↓↓↓

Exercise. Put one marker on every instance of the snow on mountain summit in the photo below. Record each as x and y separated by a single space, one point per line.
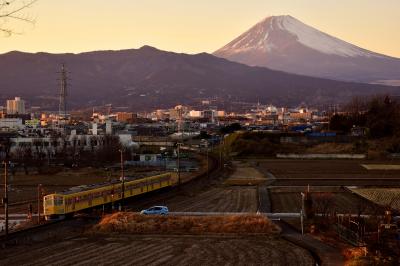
287 44
265 35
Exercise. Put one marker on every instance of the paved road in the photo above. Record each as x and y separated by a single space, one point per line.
327 254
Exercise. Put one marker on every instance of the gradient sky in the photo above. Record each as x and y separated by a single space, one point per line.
193 26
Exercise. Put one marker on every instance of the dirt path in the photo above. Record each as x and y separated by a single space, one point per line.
329 255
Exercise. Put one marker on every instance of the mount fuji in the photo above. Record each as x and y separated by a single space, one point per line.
285 43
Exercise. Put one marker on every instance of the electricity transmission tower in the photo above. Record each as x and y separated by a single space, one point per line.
62 109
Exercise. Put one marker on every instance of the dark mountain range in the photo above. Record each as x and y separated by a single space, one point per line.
285 43
147 78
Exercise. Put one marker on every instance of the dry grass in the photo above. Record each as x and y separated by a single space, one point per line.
387 197
141 224
244 181
334 148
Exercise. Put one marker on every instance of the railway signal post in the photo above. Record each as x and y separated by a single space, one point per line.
5 199
39 194
123 178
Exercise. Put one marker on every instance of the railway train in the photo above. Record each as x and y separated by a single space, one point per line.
66 203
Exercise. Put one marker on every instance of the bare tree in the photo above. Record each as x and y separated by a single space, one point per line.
14 11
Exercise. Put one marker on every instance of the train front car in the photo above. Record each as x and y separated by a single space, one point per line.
53 207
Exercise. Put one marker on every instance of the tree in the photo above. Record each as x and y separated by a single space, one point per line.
14 10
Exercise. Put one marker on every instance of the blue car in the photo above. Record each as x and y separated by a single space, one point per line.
156 210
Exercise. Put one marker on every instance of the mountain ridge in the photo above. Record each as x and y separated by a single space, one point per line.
149 78
287 44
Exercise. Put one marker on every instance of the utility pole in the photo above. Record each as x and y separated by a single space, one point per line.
62 108
208 166
5 200
39 194
179 165
122 177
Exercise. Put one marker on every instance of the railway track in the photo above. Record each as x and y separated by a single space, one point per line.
147 198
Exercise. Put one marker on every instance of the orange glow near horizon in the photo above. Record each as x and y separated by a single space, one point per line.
196 26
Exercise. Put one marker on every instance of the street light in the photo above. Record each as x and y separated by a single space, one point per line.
302 213
179 164
122 177
5 199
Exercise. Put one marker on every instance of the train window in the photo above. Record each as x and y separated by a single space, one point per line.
58 201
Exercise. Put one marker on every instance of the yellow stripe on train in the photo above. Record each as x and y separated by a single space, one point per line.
61 204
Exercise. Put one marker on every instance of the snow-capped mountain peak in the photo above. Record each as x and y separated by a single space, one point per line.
264 36
285 43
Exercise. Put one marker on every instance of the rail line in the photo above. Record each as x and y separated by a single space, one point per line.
157 196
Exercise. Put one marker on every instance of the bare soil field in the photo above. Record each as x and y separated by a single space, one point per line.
159 250
245 174
129 222
328 172
343 202
383 196
215 199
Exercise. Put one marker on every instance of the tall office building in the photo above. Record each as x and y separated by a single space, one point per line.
16 106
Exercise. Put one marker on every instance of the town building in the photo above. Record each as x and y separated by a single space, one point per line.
16 106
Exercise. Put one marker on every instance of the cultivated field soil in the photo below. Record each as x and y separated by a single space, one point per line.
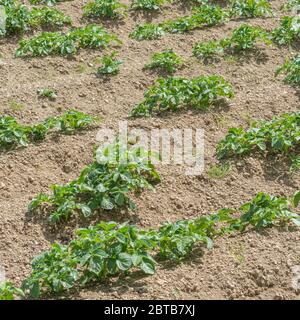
250 265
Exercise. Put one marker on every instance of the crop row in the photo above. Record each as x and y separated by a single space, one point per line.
109 249
13 134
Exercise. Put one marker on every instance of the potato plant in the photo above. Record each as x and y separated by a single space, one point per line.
9 292
250 8
110 249
19 19
103 185
279 135
147 31
288 32
57 43
13 134
166 60
292 70
47 93
48 17
147 4
104 9
110 65
47 2
175 92
203 16
291 5
243 38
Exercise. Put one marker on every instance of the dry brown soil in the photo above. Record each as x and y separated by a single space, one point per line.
253 265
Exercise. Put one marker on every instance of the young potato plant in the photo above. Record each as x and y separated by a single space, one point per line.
57 43
48 17
9 292
17 18
13 134
147 31
291 5
250 8
103 185
288 32
20 19
166 60
47 93
203 16
104 9
243 38
110 65
279 135
110 249
147 4
292 70
49 3
174 92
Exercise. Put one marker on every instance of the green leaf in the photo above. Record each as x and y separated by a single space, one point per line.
124 261
296 199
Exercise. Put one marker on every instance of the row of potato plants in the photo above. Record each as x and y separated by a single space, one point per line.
109 249
14 134
67 43
20 19
203 16
105 184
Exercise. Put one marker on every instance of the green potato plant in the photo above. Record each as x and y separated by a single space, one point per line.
288 32
174 92
110 65
13 134
111 249
279 135
292 70
103 185
57 43
104 9
166 60
243 38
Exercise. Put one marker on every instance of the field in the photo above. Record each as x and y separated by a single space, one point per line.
256 264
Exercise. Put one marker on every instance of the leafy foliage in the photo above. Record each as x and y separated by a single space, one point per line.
250 8
171 93
47 2
219 171
20 19
203 16
292 70
243 38
13 134
147 31
281 134
110 65
104 9
9 292
104 184
50 43
291 5
288 32
17 18
48 17
147 4
166 60
47 93
109 249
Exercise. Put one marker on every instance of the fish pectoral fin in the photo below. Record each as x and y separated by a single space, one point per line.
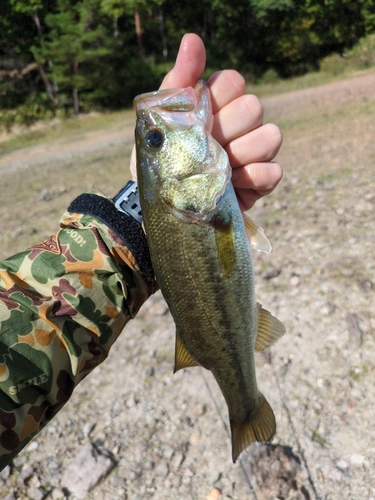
225 245
182 357
261 427
256 236
270 329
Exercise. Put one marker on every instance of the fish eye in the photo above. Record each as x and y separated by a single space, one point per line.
155 138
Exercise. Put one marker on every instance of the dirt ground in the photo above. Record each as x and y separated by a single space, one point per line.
167 435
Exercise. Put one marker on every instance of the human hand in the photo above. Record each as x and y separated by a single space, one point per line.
238 123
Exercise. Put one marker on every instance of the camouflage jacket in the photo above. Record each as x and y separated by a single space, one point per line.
63 303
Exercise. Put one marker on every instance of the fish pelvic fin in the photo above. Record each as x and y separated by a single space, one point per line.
256 236
261 427
183 358
270 329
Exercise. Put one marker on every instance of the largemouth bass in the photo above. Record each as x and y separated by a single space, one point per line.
199 248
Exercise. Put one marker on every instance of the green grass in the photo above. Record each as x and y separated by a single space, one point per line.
300 82
66 130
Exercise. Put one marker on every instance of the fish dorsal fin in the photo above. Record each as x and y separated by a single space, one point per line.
270 329
260 426
182 358
255 234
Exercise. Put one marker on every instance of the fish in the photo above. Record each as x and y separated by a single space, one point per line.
199 246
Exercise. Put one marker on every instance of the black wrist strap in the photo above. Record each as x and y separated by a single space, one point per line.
127 228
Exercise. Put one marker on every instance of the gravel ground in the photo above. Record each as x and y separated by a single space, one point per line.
132 430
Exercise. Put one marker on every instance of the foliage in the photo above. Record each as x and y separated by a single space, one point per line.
89 54
359 57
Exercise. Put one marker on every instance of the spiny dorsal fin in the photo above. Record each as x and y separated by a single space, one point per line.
270 329
261 427
182 358
255 234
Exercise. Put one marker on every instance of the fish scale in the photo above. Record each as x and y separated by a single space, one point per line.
200 253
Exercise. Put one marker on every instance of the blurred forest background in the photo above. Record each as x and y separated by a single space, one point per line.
64 57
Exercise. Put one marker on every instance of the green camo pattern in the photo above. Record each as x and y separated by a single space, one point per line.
63 303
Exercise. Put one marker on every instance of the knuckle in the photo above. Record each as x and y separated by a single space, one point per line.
253 107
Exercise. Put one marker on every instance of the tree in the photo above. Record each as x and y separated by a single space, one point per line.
77 43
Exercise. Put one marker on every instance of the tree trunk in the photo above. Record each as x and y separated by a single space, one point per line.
46 82
75 92
76 101
138 31
51 90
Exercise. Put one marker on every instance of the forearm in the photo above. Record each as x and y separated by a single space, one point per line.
62 305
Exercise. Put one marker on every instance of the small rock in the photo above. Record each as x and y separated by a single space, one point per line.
342 464
147 465
199 410
188 473
295 280
270 272
357 459
365 285
195 437
177 460
32 446
214 494
20 460
57 494
88 428
161 469
335 475
10 496
35 493
5 473
168 452
150 372
328 309
355 332
215 477
85 471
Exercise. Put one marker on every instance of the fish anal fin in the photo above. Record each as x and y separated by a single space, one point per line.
270 329
261 427
255 234
182 357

↑↑↑

→ PROMPT
From the line containing "Exercise. Put one marker on every instance of the tree trunk" to the last line above, repeat every line exactly and nothing else.

→ FINAL ANSWER
Exercise. Put one marker on every instance of the tree trunk in the photo above. Record each as x and y separated by a single space, one point per line.
46 82
75 92
76 101
138 31
51 90
Exercise. Put one marker on every instance of the forearm in the photo above. Record each as x and y separated by a single space, one point per line.
62 305
Exercise. Put one marker on every instance of the small rock in the photo above. Record each as x and y separated by a single space, one point per line.
342 464
147 465
199 410
188 473
295 280
270 272
357 459
365 285
195 437
177 460
32 446
214 494
20 460
57 494
88 428
161 469
335 475
10 496
35 493
5 473
168 452
150 372
328 309
355 332
215 477
85 471
Exercise. Put one marker on every instance of the fish anal fin in the photo above. Record each as x and y separated by a single space, one point per line.
270 329
261 427
255 234
182 357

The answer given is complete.